EXERCISE OBJECTIVE: Which lines of the listing below contain the word "spectator"? Copy each such line in full, and count only matches in the same case.

────────

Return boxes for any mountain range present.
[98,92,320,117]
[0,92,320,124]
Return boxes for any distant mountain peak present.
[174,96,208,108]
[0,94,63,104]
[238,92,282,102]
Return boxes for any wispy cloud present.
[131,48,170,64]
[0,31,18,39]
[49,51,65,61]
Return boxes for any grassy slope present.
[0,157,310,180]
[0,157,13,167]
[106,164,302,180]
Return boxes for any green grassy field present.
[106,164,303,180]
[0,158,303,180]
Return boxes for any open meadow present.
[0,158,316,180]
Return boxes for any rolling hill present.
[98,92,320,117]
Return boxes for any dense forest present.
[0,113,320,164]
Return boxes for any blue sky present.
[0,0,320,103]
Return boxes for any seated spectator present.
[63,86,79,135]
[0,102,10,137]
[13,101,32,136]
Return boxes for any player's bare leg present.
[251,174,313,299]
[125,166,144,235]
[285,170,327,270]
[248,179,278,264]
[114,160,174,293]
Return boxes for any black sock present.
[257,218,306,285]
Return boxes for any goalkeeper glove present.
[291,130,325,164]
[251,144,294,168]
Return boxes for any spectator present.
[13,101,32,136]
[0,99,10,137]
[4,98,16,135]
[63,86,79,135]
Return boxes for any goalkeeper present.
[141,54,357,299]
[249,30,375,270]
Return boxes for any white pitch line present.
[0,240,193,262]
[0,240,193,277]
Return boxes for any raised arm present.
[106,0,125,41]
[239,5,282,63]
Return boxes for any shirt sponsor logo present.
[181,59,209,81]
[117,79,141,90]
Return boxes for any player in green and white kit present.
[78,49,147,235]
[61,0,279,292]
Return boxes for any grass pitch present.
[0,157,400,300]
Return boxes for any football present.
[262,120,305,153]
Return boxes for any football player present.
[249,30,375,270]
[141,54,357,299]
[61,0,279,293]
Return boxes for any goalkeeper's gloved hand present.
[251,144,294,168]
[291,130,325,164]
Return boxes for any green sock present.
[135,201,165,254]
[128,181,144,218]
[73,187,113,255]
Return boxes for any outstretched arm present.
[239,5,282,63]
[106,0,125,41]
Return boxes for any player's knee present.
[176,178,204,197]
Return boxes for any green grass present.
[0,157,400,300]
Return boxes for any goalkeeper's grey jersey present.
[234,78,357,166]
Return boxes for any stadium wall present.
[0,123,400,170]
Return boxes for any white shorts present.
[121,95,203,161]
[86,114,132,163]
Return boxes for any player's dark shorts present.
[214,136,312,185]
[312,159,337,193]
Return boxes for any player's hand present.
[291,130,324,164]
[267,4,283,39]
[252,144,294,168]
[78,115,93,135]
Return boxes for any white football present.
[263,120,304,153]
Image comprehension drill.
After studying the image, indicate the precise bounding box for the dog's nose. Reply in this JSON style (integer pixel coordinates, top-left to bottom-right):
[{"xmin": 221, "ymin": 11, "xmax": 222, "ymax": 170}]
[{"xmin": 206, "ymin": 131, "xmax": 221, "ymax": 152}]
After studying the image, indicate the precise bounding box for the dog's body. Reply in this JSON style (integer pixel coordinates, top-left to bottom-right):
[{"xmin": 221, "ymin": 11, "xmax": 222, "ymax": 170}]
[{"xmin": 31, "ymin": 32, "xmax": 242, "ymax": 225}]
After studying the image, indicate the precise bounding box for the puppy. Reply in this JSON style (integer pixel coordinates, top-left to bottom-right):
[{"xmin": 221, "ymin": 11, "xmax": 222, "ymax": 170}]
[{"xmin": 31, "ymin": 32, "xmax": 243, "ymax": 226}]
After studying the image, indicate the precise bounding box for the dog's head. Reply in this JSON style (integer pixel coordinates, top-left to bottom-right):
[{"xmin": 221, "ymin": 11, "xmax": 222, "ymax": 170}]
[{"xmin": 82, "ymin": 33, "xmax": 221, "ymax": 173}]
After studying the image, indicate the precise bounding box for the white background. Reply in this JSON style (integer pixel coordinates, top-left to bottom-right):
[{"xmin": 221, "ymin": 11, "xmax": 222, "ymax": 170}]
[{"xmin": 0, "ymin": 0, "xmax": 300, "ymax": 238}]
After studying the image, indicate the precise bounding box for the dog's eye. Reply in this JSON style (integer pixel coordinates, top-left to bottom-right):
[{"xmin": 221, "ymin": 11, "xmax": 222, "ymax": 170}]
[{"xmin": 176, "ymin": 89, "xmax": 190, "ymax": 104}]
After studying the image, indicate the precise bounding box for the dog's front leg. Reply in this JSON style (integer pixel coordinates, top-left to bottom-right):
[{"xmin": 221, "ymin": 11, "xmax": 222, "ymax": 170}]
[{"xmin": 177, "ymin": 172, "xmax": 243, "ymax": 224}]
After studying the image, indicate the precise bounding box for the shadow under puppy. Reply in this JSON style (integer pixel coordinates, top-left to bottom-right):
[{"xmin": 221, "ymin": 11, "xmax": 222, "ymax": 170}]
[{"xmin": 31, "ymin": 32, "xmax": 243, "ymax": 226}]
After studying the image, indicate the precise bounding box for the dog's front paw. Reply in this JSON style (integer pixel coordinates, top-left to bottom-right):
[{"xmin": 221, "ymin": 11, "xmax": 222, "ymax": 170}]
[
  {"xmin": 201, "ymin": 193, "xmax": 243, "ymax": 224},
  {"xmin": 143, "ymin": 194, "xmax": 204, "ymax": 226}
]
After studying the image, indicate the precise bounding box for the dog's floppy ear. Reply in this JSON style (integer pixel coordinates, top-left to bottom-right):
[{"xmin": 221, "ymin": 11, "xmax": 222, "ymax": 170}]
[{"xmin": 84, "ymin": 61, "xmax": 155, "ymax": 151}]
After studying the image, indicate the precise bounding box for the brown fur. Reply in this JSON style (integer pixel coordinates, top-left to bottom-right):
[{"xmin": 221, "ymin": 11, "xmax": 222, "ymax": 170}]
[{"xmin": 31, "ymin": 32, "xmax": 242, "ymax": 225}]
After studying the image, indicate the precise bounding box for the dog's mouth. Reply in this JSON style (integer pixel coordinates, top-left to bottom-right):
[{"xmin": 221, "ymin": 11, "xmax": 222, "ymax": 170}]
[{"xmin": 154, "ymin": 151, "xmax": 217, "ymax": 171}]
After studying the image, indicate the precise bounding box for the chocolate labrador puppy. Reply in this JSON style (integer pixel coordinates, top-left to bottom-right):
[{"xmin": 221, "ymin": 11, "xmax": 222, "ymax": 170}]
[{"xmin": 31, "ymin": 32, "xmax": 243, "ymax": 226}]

────────

THE ANSWER:
Return boxes for any seated spectator present.
Return boxes for any spectator present.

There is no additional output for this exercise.